Written exercise: Can you repeat word for word the entries between the line holding "Would you be able to indicate the plastic" and the line holding "column 113, row 84", inclusive, leaving any pictures out of your answer?

[BEGIN Data rows]

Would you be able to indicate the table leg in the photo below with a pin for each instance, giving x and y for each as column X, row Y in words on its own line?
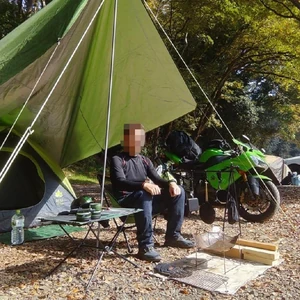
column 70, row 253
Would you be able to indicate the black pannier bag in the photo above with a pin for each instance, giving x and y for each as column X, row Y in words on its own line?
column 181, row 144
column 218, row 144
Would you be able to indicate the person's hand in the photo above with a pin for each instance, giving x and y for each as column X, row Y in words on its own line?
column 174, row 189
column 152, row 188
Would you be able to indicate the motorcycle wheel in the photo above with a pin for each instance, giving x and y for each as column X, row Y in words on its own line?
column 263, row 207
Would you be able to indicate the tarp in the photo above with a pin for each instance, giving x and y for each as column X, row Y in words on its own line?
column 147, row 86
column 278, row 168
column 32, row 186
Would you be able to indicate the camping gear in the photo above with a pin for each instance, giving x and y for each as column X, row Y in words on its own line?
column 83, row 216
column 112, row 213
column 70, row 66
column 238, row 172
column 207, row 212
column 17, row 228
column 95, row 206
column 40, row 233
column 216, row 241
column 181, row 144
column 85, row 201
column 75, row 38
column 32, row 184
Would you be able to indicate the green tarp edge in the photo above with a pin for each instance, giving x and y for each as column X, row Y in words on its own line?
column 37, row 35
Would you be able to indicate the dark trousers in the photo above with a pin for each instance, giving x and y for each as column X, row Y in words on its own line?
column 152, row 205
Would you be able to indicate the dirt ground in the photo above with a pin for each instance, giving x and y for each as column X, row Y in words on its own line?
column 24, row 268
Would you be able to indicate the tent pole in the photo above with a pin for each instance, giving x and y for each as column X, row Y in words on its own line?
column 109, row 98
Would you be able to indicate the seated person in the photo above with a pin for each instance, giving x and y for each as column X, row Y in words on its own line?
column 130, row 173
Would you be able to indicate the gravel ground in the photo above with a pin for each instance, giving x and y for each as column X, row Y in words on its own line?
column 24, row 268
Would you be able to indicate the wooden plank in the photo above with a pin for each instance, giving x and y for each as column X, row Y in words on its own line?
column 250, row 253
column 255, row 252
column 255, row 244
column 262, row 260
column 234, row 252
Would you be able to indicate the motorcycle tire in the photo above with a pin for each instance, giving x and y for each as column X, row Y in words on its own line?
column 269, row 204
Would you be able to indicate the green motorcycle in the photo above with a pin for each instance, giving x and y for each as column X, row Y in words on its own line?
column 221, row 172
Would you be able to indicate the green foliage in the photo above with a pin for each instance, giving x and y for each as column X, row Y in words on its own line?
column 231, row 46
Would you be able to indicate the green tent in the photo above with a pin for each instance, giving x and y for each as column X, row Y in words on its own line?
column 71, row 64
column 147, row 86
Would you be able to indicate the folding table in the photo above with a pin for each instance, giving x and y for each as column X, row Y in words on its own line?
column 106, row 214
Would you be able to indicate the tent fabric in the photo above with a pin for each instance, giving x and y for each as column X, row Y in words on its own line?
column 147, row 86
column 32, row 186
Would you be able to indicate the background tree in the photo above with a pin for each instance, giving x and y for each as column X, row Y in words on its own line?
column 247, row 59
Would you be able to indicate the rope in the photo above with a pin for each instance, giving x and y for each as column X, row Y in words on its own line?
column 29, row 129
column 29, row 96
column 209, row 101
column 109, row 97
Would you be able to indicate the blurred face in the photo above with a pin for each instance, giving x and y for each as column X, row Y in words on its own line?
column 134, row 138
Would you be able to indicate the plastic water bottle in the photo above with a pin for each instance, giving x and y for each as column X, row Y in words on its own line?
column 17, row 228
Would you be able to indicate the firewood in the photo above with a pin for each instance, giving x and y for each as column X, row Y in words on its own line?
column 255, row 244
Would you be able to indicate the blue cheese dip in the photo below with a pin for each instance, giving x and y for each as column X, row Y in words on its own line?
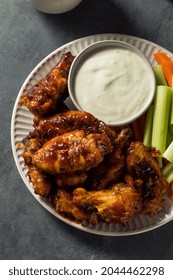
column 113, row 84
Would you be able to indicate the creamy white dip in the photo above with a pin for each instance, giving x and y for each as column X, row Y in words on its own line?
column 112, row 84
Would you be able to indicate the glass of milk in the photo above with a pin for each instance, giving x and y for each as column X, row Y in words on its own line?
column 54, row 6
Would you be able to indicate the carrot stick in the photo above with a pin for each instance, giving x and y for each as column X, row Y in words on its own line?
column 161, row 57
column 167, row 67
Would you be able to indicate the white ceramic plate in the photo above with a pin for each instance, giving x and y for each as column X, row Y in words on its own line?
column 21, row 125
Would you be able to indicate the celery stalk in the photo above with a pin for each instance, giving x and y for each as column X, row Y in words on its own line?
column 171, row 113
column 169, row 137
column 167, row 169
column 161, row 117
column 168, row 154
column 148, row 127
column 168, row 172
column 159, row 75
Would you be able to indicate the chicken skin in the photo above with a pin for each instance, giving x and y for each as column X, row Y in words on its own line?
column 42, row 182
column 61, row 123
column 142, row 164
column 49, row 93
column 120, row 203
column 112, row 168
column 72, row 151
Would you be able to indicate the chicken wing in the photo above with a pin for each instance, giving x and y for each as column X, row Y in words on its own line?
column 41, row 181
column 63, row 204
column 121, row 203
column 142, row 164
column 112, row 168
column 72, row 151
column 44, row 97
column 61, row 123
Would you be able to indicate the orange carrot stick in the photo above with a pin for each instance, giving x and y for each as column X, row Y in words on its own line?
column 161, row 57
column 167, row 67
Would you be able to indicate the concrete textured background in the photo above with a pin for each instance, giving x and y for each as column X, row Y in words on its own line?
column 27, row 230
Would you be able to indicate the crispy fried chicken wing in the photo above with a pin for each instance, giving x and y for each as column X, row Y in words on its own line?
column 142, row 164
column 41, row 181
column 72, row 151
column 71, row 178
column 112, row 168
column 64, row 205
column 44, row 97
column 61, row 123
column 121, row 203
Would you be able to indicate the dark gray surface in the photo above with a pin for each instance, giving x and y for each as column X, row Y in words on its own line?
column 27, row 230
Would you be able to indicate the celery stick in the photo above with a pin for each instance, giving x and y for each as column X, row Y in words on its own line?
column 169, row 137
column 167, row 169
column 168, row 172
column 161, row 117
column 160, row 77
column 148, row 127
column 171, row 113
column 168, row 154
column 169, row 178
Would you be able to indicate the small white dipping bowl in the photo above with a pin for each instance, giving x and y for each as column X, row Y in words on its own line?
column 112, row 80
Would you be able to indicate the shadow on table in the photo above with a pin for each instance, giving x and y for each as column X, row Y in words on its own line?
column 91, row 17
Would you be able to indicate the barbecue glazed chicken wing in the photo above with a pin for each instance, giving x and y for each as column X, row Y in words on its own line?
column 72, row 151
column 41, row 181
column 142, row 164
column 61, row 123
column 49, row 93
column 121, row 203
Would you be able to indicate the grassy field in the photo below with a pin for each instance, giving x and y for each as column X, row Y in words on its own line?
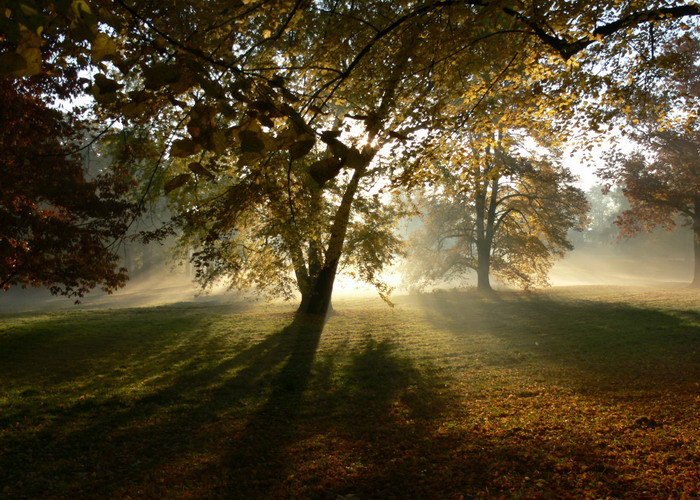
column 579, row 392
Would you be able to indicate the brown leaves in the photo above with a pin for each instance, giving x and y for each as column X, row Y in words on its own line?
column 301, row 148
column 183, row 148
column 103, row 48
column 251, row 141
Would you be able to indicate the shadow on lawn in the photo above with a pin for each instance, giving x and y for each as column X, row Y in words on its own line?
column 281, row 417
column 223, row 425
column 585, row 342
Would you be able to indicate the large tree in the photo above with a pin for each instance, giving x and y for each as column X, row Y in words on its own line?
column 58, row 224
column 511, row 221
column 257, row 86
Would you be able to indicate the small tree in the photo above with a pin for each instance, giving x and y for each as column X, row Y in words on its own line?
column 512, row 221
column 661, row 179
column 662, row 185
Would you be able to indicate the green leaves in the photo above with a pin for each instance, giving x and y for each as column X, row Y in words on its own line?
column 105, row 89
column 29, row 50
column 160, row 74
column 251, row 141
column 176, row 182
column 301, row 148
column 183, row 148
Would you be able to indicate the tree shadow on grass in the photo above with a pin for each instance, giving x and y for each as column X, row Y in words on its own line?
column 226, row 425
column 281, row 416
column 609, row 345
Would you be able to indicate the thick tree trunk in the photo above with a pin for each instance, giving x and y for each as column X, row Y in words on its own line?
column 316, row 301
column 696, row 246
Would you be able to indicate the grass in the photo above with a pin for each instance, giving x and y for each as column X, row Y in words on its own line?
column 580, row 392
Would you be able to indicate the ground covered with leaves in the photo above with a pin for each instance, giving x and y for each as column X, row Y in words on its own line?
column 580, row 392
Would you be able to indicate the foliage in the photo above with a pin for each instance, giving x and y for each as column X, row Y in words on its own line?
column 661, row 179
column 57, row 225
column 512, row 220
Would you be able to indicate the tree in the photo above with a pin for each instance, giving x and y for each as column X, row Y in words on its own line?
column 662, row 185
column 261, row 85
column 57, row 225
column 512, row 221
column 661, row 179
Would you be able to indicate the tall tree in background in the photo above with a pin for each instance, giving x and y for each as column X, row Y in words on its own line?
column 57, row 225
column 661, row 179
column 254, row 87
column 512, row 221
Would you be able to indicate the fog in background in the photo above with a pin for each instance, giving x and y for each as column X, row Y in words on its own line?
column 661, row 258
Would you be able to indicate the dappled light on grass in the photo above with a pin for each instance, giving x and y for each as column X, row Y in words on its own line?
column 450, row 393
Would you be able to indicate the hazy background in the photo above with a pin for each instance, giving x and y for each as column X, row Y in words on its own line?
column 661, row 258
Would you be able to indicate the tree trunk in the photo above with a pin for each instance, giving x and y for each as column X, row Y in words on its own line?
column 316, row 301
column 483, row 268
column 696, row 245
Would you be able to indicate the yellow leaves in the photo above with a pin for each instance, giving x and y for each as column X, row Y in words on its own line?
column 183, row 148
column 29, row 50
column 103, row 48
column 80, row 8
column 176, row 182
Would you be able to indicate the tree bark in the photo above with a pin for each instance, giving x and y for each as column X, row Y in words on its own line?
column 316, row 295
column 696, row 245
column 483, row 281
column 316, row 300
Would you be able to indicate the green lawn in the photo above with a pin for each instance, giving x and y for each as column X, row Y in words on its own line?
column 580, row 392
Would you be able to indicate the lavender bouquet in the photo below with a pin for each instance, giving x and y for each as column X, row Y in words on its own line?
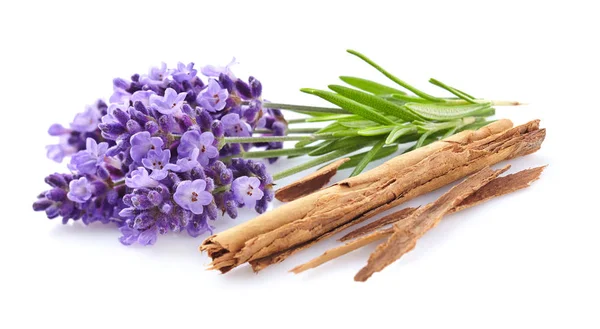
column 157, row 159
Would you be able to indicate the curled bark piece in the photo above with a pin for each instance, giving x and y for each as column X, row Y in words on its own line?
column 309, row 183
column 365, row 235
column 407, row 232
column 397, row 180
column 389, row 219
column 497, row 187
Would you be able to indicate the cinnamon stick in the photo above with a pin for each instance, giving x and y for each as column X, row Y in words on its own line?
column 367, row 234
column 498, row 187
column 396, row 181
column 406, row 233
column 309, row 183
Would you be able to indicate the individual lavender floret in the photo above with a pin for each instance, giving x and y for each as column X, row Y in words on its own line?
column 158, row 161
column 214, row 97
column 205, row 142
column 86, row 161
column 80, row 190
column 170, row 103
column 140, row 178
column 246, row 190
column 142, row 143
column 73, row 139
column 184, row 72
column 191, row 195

[END Data rows]

Answer to this exercise:
Would you be able to indicate the plastic water bottle in the photo above with a pin for each instance, giving x and y for each as column X, row Y in words on its own line?
column 17, row 228
Would you be able to indicate the firewood in the photo above with a pin for each instance, giving x and y for each as column X, row Y in words on its own line?
column 255, row 244
Would you be able to indicate the blue cheese dip in the photo below with a pin for each instance, giving x and y for each as column X, row Y in words on its own line?
column 113, row 84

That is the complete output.